Object position labeling rows:
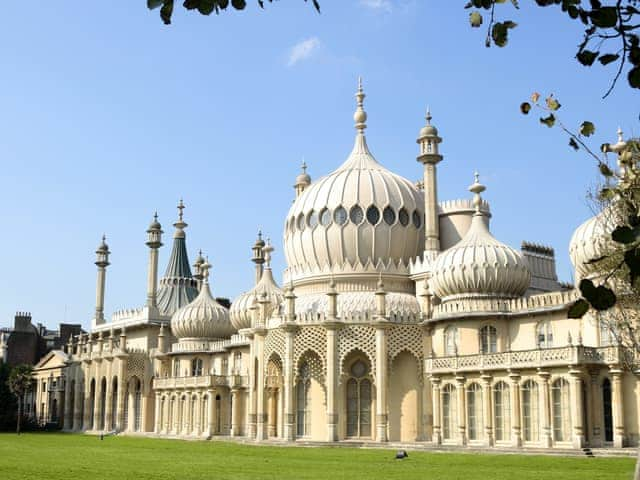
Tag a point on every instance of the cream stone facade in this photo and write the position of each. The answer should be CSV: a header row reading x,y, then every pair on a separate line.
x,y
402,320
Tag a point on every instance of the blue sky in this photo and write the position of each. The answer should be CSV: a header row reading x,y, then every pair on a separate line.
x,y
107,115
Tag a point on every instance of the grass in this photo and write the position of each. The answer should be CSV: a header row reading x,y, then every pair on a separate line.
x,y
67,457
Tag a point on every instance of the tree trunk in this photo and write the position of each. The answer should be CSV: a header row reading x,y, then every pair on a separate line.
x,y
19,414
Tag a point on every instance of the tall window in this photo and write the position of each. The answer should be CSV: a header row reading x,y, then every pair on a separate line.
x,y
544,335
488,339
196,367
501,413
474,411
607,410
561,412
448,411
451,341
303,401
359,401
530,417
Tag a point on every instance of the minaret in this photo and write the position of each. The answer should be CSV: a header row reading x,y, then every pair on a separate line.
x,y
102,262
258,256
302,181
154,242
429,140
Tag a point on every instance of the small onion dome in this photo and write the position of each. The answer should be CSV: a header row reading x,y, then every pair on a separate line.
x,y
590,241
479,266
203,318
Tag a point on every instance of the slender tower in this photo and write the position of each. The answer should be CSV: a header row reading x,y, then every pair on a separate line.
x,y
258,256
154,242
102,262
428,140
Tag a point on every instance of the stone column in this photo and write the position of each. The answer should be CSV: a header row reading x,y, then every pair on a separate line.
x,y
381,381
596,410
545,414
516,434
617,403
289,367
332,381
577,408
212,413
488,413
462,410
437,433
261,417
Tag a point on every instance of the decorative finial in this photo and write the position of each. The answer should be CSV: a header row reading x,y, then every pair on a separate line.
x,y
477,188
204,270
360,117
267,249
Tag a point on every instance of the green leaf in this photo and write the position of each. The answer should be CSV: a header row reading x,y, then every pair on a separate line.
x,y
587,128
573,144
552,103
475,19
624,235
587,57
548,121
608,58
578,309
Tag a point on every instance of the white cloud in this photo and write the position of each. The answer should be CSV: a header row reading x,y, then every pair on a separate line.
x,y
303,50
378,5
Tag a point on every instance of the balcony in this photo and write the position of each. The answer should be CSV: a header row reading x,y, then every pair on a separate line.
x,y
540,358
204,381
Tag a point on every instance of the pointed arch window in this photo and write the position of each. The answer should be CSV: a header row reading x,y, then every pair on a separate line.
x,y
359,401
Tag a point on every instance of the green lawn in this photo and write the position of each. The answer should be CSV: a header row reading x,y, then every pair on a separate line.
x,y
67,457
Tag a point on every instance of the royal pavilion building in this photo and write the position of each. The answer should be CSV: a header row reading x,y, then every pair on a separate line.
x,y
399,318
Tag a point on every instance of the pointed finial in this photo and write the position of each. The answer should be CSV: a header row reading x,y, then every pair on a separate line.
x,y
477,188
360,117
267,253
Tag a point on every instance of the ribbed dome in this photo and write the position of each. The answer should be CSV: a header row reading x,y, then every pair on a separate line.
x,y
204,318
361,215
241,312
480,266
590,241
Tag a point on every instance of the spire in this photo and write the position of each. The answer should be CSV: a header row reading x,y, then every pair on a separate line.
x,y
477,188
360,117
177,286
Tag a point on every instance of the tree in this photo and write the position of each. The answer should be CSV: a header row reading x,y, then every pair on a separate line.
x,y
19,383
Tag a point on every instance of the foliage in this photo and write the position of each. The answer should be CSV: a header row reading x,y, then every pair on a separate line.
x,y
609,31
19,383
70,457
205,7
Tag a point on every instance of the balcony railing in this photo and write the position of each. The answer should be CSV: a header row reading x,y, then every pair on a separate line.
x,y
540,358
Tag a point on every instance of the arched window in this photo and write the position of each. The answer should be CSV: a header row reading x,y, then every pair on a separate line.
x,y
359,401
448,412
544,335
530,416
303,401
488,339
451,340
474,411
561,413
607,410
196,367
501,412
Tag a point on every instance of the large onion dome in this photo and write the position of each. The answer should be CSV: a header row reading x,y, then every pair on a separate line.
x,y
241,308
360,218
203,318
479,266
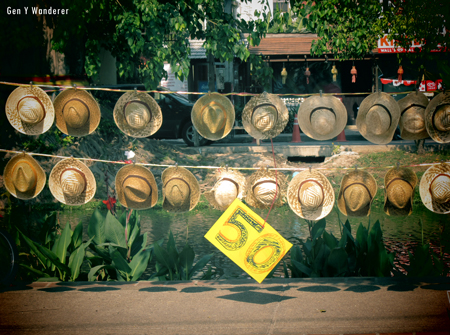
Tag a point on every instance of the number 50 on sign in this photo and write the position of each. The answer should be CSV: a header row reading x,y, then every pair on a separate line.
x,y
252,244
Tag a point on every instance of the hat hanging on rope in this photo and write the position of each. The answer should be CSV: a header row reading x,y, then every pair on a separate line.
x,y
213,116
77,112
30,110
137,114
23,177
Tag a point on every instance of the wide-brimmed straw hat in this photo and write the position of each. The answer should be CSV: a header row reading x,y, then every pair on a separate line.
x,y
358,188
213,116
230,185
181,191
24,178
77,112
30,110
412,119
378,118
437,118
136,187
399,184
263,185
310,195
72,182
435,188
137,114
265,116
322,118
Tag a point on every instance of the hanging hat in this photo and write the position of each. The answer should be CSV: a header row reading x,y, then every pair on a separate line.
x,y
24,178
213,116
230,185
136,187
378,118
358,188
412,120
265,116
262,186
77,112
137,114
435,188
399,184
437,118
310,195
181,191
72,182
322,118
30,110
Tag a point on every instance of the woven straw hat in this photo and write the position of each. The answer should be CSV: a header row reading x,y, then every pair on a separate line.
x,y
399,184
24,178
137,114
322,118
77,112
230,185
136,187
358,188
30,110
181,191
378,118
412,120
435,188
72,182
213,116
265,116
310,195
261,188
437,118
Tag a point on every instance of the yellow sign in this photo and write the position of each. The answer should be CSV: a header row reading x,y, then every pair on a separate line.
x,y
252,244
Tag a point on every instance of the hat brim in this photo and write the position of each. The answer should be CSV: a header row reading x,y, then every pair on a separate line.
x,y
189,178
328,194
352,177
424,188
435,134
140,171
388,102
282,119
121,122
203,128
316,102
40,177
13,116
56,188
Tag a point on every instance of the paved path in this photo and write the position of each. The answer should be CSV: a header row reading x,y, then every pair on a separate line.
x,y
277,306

==

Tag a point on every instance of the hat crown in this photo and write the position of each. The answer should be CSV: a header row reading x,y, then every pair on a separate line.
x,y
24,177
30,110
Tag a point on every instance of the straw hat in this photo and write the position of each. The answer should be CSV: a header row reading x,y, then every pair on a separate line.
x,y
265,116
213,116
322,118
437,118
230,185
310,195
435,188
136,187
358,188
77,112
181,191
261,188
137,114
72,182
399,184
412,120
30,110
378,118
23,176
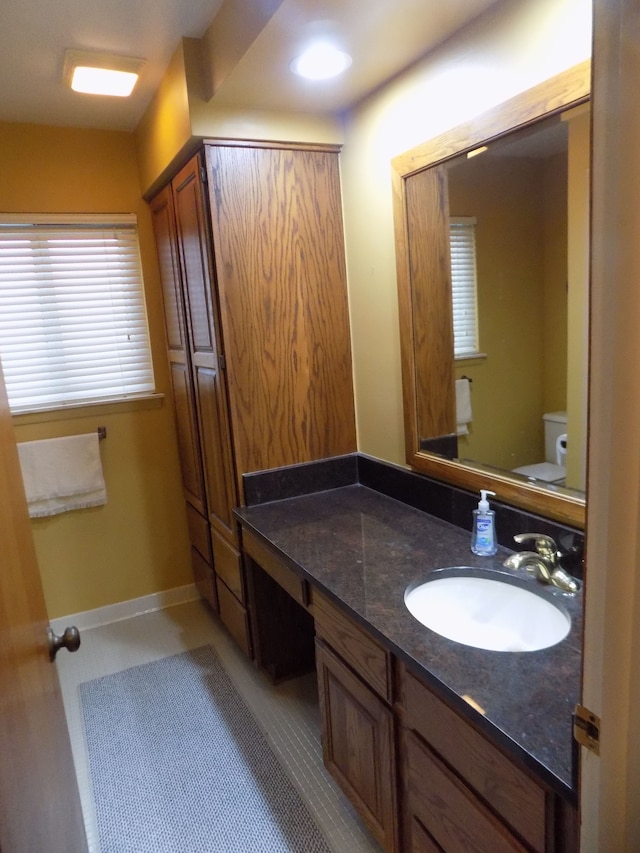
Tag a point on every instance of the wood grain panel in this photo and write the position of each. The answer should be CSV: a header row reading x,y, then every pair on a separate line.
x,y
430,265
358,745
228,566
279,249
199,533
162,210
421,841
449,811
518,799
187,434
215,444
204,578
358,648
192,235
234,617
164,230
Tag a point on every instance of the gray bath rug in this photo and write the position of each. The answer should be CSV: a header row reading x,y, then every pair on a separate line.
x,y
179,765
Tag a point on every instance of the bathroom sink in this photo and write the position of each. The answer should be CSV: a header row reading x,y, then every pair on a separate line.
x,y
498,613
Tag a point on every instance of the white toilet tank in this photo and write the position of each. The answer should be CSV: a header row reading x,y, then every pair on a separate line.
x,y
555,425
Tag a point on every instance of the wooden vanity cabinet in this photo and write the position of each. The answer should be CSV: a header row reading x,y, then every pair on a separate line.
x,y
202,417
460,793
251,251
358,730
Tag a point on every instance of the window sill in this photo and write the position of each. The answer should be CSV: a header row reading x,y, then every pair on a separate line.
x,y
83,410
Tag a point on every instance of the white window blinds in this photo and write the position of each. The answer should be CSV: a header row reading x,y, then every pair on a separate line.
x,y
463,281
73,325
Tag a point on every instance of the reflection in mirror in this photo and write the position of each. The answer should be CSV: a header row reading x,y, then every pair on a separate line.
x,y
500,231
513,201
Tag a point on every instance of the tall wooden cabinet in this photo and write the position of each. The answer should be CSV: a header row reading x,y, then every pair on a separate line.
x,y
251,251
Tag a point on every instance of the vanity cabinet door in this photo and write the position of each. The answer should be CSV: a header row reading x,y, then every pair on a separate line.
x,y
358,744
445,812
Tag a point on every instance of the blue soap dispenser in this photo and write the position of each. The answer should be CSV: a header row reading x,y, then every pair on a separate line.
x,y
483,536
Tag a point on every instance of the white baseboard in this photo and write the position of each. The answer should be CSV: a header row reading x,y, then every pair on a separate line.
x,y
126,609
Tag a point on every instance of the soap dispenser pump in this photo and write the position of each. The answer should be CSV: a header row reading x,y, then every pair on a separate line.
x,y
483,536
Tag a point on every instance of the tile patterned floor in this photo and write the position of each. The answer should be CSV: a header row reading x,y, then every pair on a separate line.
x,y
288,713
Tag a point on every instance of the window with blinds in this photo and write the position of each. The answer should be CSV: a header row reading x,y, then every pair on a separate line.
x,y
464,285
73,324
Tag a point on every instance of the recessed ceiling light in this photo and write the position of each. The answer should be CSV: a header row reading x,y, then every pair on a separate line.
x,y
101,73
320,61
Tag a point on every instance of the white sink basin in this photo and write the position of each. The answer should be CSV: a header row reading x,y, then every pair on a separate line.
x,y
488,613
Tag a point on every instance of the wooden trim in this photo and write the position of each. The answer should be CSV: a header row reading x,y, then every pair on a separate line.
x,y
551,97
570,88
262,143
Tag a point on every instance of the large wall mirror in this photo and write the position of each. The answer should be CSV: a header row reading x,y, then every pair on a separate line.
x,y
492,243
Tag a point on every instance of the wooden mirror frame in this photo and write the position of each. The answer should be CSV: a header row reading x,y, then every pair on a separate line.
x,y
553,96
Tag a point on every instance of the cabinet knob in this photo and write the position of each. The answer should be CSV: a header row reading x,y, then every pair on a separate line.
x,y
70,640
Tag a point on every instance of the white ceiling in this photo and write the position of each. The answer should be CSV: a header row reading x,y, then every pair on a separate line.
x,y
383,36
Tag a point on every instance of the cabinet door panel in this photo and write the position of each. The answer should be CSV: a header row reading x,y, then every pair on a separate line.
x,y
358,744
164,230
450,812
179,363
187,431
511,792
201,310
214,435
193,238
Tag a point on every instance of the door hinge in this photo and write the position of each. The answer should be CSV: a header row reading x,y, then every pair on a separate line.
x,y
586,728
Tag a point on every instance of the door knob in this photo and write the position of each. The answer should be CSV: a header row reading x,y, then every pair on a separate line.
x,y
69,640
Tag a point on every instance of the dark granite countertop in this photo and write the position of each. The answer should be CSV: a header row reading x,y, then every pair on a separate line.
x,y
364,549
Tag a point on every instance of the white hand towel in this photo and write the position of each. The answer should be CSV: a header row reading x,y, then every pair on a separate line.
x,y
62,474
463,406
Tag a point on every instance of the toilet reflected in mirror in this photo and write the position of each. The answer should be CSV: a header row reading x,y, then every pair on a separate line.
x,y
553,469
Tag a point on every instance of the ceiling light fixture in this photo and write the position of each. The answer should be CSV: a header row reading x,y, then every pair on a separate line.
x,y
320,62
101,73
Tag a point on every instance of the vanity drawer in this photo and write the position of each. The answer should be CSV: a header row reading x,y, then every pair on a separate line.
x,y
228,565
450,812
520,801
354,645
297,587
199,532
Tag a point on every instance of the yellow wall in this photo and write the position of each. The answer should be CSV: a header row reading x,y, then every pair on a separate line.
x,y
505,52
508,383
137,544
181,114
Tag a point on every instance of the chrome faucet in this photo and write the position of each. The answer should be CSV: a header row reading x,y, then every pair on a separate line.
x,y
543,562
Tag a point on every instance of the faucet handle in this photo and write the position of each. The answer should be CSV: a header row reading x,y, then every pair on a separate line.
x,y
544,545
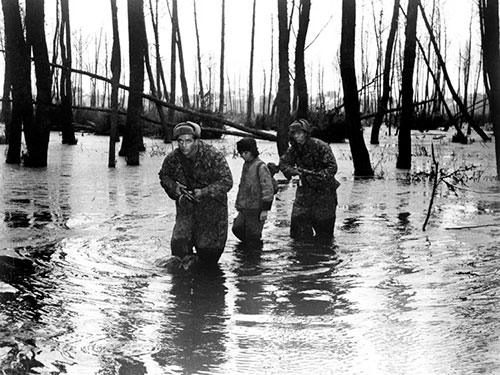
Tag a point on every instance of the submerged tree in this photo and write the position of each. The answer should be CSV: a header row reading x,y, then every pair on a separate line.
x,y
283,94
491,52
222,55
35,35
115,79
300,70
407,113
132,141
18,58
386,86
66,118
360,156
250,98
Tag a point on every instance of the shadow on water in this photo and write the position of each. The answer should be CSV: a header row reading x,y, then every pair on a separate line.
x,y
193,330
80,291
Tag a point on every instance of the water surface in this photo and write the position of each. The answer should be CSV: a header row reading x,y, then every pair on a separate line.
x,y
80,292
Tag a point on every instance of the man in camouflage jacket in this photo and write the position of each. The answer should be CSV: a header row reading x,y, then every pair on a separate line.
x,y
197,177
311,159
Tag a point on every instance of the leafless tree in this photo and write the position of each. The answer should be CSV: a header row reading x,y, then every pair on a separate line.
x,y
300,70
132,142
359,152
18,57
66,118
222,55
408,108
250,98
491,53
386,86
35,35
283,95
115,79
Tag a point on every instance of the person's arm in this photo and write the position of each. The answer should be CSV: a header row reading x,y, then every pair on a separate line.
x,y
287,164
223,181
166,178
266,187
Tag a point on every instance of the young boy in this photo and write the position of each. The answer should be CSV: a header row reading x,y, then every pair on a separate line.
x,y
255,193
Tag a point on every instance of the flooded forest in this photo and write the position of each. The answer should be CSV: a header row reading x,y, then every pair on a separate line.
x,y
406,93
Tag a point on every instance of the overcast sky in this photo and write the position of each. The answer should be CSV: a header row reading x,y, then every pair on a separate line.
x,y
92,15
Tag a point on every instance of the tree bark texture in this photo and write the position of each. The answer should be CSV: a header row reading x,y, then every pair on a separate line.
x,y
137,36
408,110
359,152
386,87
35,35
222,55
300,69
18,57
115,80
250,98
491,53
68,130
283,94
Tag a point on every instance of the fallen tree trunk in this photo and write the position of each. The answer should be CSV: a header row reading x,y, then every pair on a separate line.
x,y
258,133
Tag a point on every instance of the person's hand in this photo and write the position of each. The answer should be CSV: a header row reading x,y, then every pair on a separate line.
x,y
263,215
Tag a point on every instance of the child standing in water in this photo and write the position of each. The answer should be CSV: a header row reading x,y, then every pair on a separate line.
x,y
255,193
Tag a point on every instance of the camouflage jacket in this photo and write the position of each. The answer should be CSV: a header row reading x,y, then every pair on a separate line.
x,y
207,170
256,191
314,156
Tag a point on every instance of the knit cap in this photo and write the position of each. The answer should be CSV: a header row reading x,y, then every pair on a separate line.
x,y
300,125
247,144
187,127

Stated exercise >> Report each line from the rows above that contains the string "tree", copying the whole line. Case counts.

Solution for this exercise >>
Tag a point on every instance of the tree trunk in this photo and write the position of each. The answer should be CSV: a header row reading x,y, then every pair on a separate line.
Tag a point on every instance of the tree in this photo and write the position of each. The answer should be CSV: a header row reading x,y, then every pair on a separate line.
Tag a point on every instance of the submerged tree in this photo and write the position of each. The answer should be CSV: a header row reading x,y, then every pair on a separate line.
Tag a point on every instance of the leafless tree in this photo and write the position of each. The answer should be CSV: a header row reading x,y, then every pair on a separate line.
Tag a point on every instance of the tree bark texture in this photo and write the position of each. The answer should be CSV: a header row reading x,y, then every pair on a separate line.
Tag a point on every instance of the fallen tree trunk in this photo and write the position of each. The answer should be CSV: a header row reading x,y, then every pair on a separate line.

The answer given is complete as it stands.